Now, we easily get \( \int _{0}^{\infty } x^n \exp \left ( -a^2 x^2 \right ) dx = \int _{0}^{\infty } \frac {t^{\frac {n}{2}}} {a^n} \frac {e^{-t} }{2 a \sqrt { t }}dt = \frac {1}{ 2 a^{n+1} } \int _{0}^{\infty } t^{\frac {n-1}{2}}\)\(e^{-t}dt\), i.e.,

$$\displaystyle \begin{aligned} \begin{array}{rcl} \int_{0}^{\infty} x^n \exp\left ( -a^2 x^2 \right ) dx & =&\displaystyle \frac{1}{ 2 a^{n+1} } \varGamma\left(\frac{n+1}{2} \right) . {} \end{array} \end{aligned} $$

(1.A2.21)

Thus, when \(n=2k+1\) and \(k\in \mathbb {J}_{0,\infty }\), we get \(\mathsf {E} \left \{|X|{ }^n \right \} = \int _{-\infty }^{\infty } |x|{ }^{n} f (x) dx = \frac {\sqrt {2}}{\sqrt {\pi \sigma ^2}} \int _{0}^{\infty } x^{2k+1} \exp \left ( - \frac {x^2}{2 \sigma ^2}\right ) dx\), i.e.,

$$\displaystyle \begin{aligned} \begin{array}{rcl} \mathsf{E} \left \{|X|{}^{2k+1} \right \} \ = \ 2^k k! \sqrt{\frac{2}{\pi}} \sigma^{2k+1} , {} \end{array} \end{aligned} $$

(1.A2.22)

which can be expressed also as \(\mathsf {E} \left \{|X|{ }^n \right \} = 2^{\frac {n-1}{2}} \varGamma \left (\frac {n+1}{2} \right ) \sqrt {\frac {2}{\pi }} \sigma ^{n}\) for n an odd number.

Next, consider

$$\displaystyle \begin{aligned} \begin{array}{rcl} \tilde {I}_n (a) & =&\displaystyle 2 \pi \ \int_{-\infty}^{\infty} \varPhi^n(ax) \ \varphi^2(x) \, dx \\ & =&\displaystyle \int_{-\infty}^{\infty} \varPhi^n(ax) \ \exp \left (-x^2 \right ) \, dx {} \end{array} \end{aligned} $$

(1.A2.23)

• Stored data:
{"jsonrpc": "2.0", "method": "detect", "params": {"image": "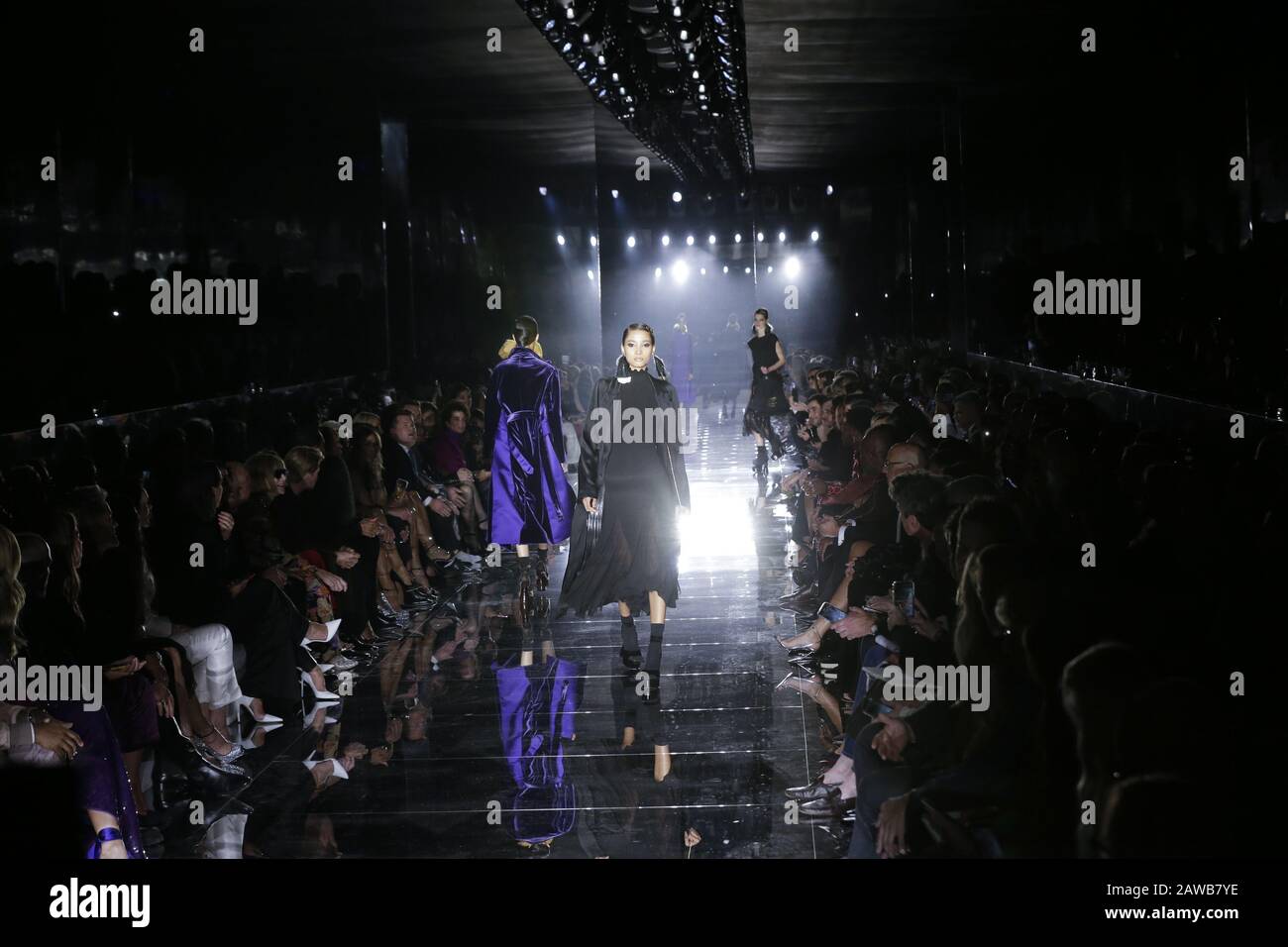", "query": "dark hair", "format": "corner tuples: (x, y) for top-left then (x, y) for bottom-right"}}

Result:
(514, 316), (537, 348)
(890, 471), (948, 530)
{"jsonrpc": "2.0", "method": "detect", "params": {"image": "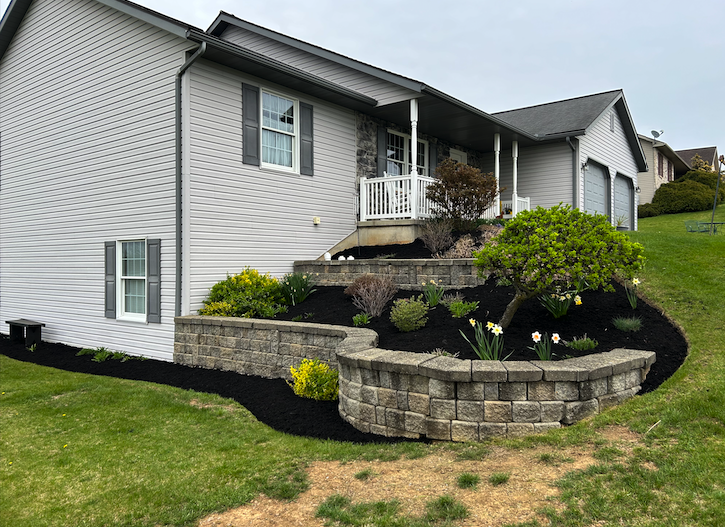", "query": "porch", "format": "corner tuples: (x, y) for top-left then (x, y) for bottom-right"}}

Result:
(359, 173), (531, 222)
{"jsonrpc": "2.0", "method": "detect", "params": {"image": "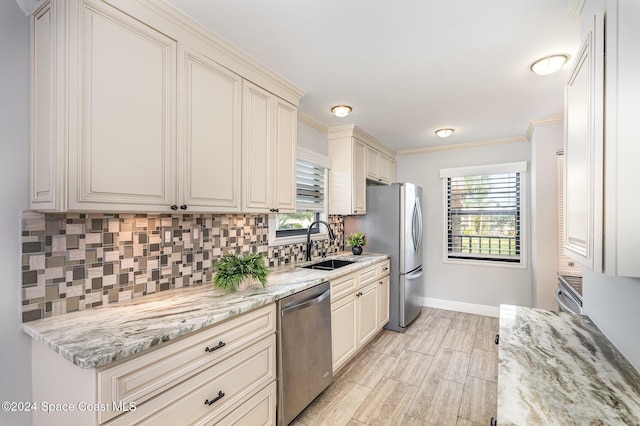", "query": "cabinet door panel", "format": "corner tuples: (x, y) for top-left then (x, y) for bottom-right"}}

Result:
(378, 275), (389, 328)
(564, 19), (603, 272)
(70, 6), (176, 208)
(272, 100), (298, 213)
(179, 52), (242, 211)
(331, 294), (358, 373)
(352, 141), (367, 214)
(242, 82), (273, 212)
(357, 282), (378, 346)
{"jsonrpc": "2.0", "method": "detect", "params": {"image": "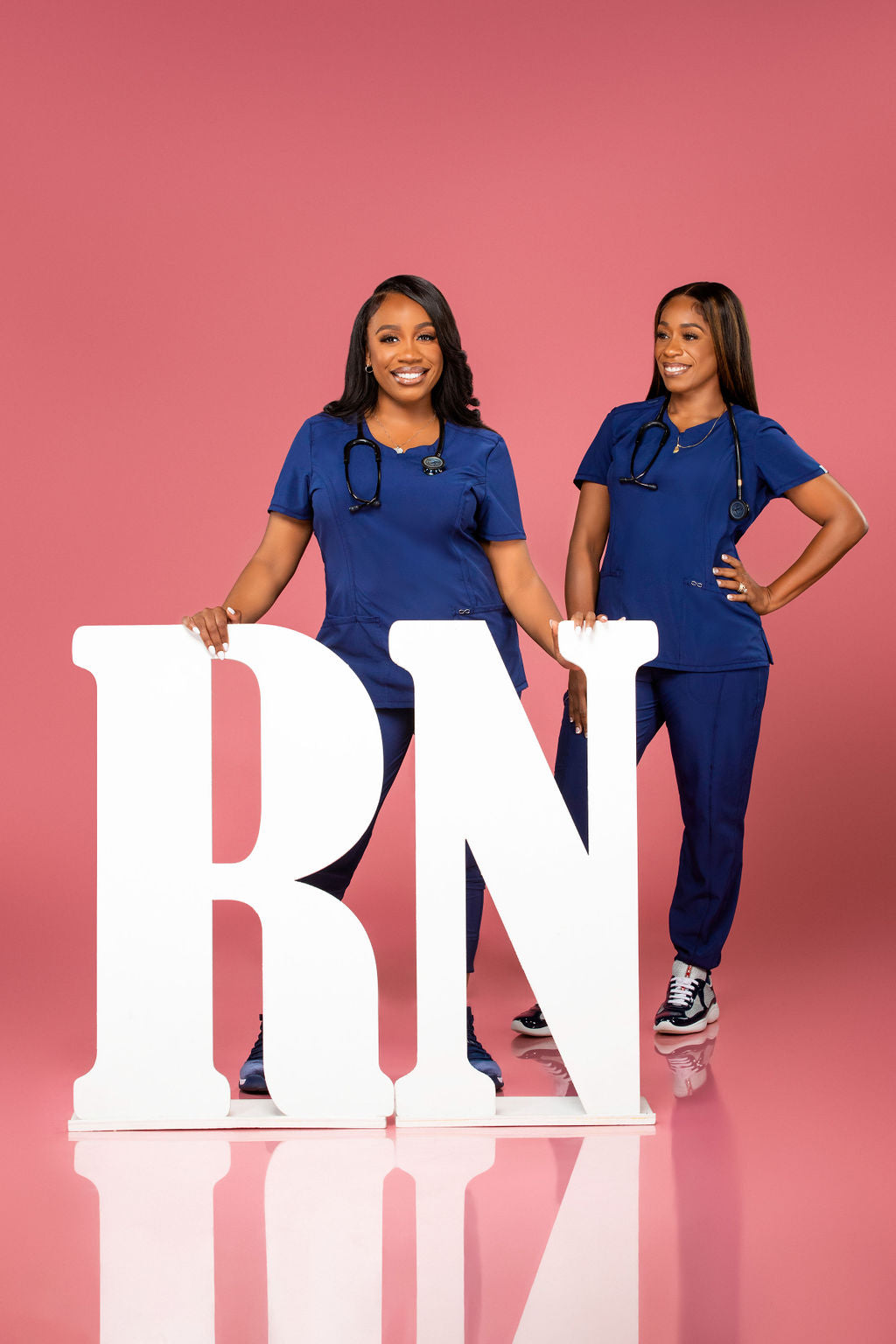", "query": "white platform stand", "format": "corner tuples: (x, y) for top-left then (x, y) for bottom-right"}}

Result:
(395, 1096), (657, 1129)
(68, 1096), (657, 1134)
(68, 1096), (389, 1134)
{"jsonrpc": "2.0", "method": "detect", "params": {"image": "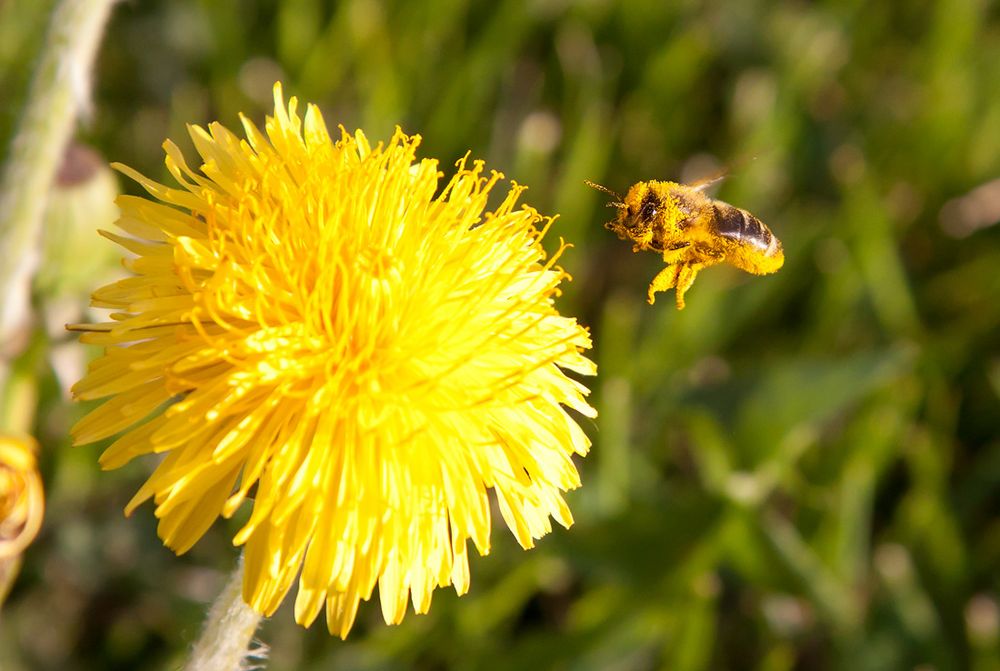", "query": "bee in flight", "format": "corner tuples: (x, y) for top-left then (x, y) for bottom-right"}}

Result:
(587, 176), (785, 310)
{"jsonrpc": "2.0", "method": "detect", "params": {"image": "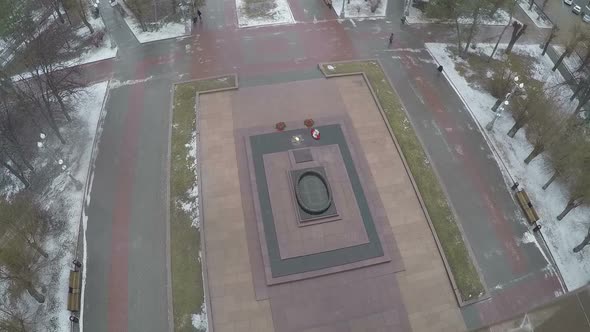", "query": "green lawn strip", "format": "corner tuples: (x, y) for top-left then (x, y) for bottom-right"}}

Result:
(323, 61), (485, 302)
(170, 76), (235, 331)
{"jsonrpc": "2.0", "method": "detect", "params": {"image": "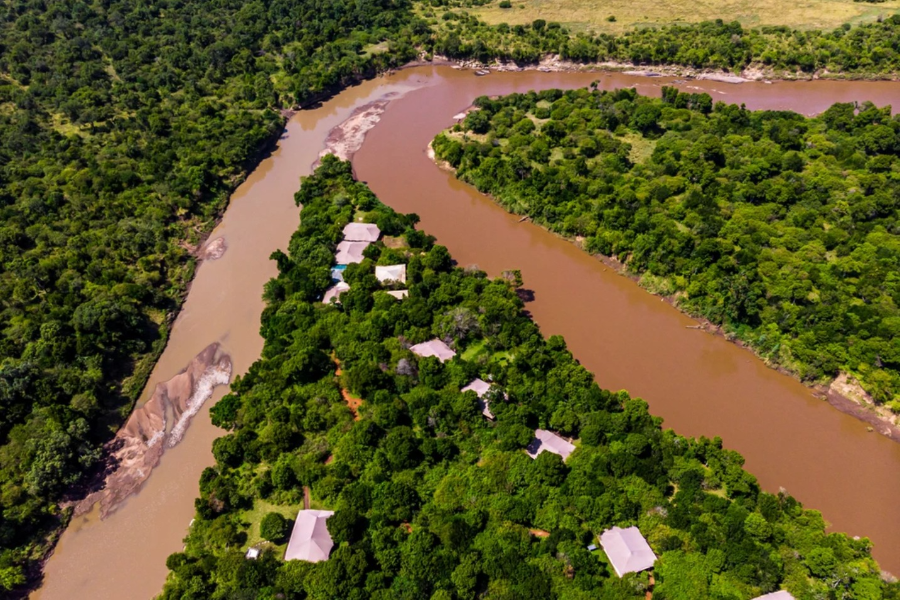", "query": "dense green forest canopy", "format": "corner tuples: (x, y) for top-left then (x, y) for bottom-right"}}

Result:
(0, 0), (900, 590)
(0, 0), (422, 590)
(434, 88), (900, 410)
(422, 11), (900, 76)
(161, 157), (898, 600)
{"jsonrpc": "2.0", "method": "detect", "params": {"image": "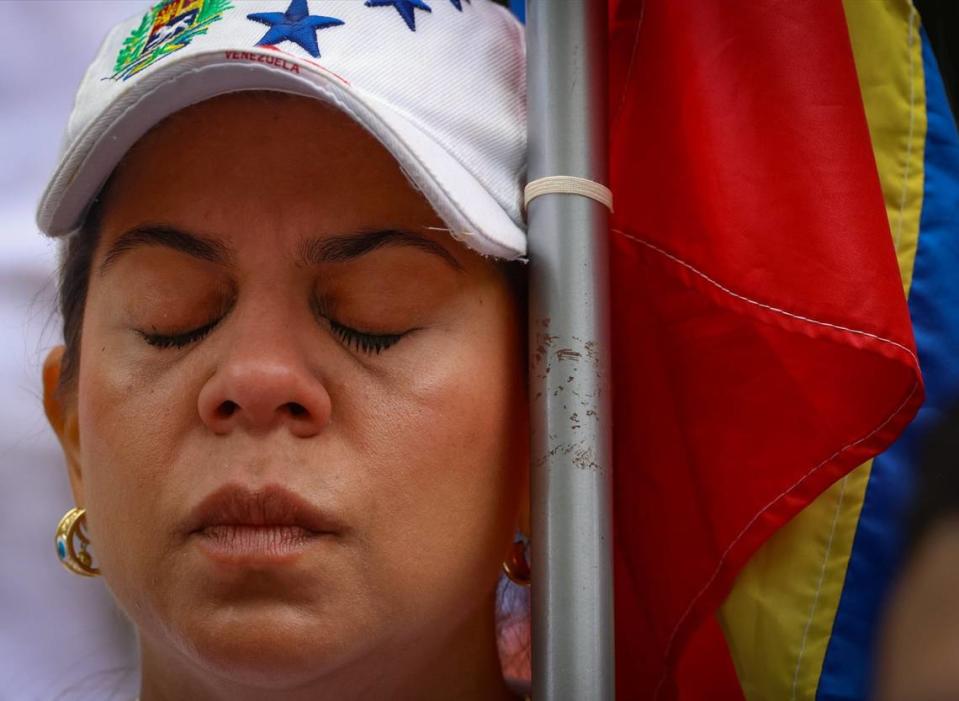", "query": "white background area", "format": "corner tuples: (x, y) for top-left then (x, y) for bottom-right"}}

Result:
(0, 0), (149, 701)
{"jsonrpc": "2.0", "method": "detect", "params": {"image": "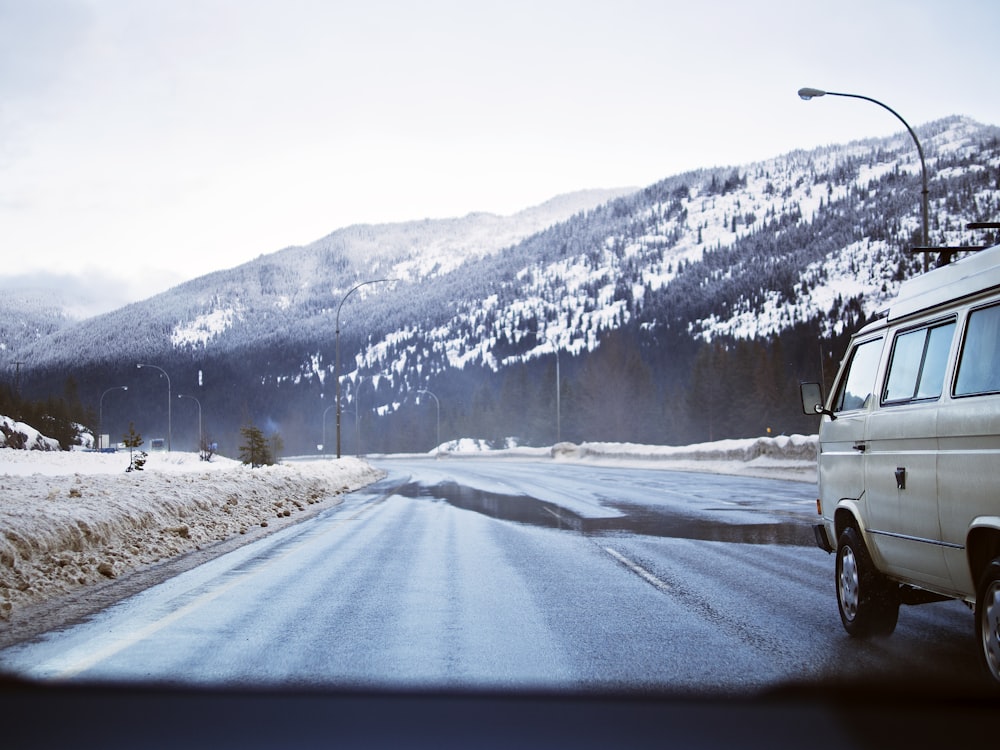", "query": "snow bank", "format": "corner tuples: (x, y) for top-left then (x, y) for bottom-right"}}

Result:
(0, 416), (60, 451)
(557, 435), (819, 482)
(0, 449), (381, 620)
(442, 435), (819, 482)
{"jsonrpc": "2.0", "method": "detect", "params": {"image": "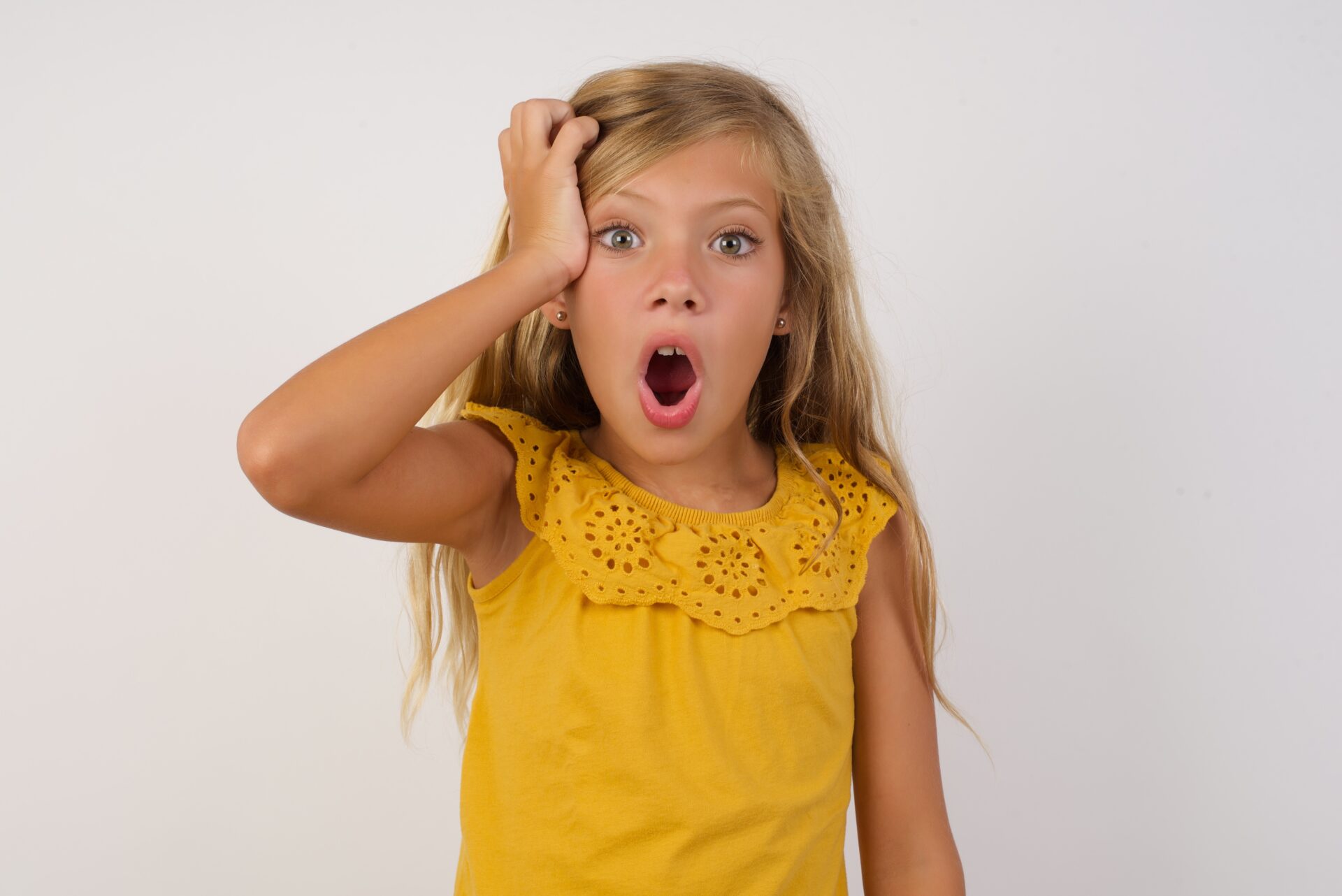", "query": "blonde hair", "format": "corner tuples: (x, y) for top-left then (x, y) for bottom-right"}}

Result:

• Exercise task:
Answer these questions about the math passage:
1. Which equation label follows the result for the expected value of |X| raised to the power 2k+1?
2. For what kind of number n does the passage say the gamma-function form of the expected value of |X|^n holds?
3. In the second line of the definition of Ĩₙ(a), what factor multiplies Φⁿ(ax) inside the integral?

• Result of this task:
1. (1.A2.22)
2. n an odd number
3. exp(−x²)